**Work request**.
In the IPA autoscaler article, which tool supplies the real-time metrics that IPA combines with Large Language Models?

**Reading text**.
-----
IPA: Building AI-Driven Kubernetes Autoscaler
-Shafin Hasnat
Feb 18, 2025
Before We Begin
Generative AI is rapidly evolving, improving its reasoning and problem-solving capabilities. Logs generated by Kubernetes applications contain valuable insights for intelligent scaling decisions. Instead of relying on predefined thresholds, AI can analyze logs, reason through the data, and suggest scaling recommendations.
This is where IPA (Intelligent Pod Autoscaler) comes in – a Kubernetes autoscaler powered by LLM-based AI. Unlike Kubernetes’ native HPA (Horizontal Pod Autoscaler) and VPA (Vertical Pod Autoscaler), which depend on manually set threshold values, IPA takes a more dynamic approach. Defining thresholds can be tricky, especially with limited understanding of traffic patterns. IPA eliminates this guesswork by externally analyzing metrics and logs, then intelligently suggesting both horizontal and vertical scaling strategies for running pods.
Introduction
The Intelligent Pod Autoscaler (IPA) is a Kubernetes operator designed to transform how applications scale in containerized environments. By combining real-time metrics from Prometheus with the analytical power of Large Language Models (LLMs), IPA introduces a smarter, more adaptive approach to scaling.
Traditional autoscalers rely on static, threshold-based rules, often leading to inefficiencies – either over-provisioning resources or failing to scale in time to meet demand. IPA eliminates these limitations by leveraging AI to analyze complex metric patterns, predict workload trends, and intelligently adjust both horizontal and vertical scaling.
-----
(Text-to-region grounding data)
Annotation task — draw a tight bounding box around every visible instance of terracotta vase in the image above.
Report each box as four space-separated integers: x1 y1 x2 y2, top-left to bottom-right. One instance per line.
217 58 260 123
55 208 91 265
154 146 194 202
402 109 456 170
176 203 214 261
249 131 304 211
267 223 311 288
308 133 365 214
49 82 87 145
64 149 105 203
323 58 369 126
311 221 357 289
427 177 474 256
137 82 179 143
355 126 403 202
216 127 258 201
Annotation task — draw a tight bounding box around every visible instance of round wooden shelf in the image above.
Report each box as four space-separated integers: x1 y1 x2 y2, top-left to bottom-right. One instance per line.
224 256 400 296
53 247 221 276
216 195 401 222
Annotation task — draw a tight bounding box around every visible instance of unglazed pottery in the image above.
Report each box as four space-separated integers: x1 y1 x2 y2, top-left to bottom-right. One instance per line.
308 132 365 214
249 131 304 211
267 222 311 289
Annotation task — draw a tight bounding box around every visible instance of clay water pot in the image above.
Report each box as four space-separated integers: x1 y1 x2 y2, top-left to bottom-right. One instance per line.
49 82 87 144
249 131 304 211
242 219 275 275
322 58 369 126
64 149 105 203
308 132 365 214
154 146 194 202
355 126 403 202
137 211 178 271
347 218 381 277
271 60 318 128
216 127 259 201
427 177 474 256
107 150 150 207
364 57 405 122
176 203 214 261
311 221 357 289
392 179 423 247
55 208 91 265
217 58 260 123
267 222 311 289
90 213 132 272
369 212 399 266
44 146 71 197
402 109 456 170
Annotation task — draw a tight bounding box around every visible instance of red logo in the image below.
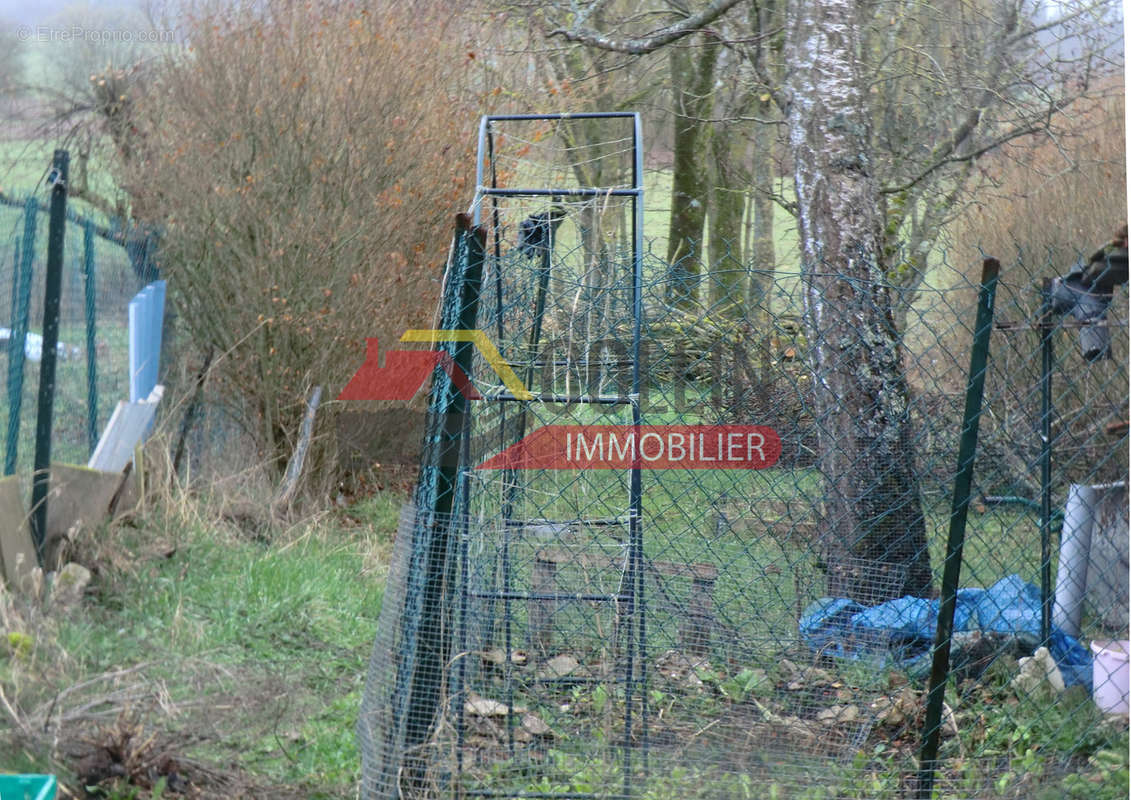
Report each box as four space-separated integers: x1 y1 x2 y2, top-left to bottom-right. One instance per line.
476 425 782 470
338 338 482 401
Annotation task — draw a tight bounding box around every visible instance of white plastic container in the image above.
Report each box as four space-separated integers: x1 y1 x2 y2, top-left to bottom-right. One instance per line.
1091 639 1131 714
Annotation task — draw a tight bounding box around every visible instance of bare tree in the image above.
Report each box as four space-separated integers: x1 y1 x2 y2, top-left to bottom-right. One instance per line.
542 0 1113 600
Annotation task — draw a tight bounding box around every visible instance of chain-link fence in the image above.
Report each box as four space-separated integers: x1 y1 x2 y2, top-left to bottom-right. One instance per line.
359 117 1128 800
0 197 157 473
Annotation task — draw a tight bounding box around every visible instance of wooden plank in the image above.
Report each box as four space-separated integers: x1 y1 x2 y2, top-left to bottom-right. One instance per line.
0 475 40 587
86 386 164 473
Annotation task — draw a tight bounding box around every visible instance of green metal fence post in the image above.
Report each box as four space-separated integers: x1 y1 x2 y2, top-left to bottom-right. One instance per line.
405 215 486 788
1037 281 1054 644
3 197 40 475
32 150 70 566
83 220 98 455
916 258 1001 800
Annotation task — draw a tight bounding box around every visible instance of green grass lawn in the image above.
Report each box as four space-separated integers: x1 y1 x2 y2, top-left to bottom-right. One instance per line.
0 496 400 798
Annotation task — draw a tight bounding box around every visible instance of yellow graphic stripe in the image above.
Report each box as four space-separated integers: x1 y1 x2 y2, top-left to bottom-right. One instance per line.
400 328 534 401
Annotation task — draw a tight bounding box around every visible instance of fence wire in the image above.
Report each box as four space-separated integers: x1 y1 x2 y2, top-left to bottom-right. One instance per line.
359 122 1128 800
361 221 1128 798
0 197 157 473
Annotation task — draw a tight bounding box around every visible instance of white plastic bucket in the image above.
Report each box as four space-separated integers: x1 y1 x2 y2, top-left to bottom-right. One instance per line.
1091 639 1131 714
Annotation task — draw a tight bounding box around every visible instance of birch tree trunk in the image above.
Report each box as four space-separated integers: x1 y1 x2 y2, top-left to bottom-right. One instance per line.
667 35 718 307
786 0 931 603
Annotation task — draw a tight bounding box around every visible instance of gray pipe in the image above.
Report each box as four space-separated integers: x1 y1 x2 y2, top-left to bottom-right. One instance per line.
1053 483 1097 637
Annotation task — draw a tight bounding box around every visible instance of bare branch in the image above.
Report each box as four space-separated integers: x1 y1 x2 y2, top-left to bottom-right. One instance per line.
549 0 741 55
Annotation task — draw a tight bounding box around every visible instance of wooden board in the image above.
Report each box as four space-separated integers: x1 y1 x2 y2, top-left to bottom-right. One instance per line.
86 386 164 473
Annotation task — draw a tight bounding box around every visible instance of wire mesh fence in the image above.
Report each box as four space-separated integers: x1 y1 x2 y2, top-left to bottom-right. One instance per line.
359 114 1128 800
0 197 157 473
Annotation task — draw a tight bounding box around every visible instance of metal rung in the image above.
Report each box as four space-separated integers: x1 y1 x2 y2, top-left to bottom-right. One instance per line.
483 392 634 405
467 592 632 603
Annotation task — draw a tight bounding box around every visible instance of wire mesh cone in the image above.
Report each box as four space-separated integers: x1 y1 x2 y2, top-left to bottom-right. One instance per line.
362 112 1128 800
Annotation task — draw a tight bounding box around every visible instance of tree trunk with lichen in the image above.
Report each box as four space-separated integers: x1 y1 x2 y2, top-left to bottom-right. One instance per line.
667 35 718 307
787 0 931 603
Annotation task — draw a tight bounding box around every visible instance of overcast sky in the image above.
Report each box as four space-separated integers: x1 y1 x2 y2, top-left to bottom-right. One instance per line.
0 0 139 25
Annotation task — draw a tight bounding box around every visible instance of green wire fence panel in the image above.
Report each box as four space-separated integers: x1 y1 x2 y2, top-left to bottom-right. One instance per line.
359 114 1128 800
0 192 156 474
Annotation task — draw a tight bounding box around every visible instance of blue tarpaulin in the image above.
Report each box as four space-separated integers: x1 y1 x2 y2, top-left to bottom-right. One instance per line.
800 575 1091 687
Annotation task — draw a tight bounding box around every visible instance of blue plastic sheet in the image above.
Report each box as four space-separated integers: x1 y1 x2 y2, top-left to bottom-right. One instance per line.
800 575 1091 688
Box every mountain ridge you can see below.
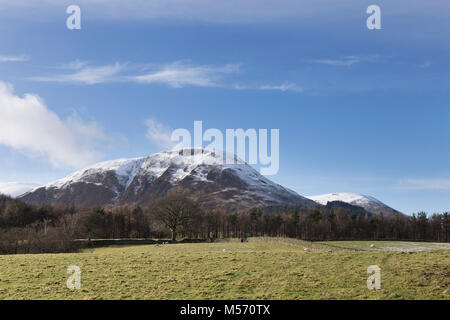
-----
**Task output**.
Prometheus.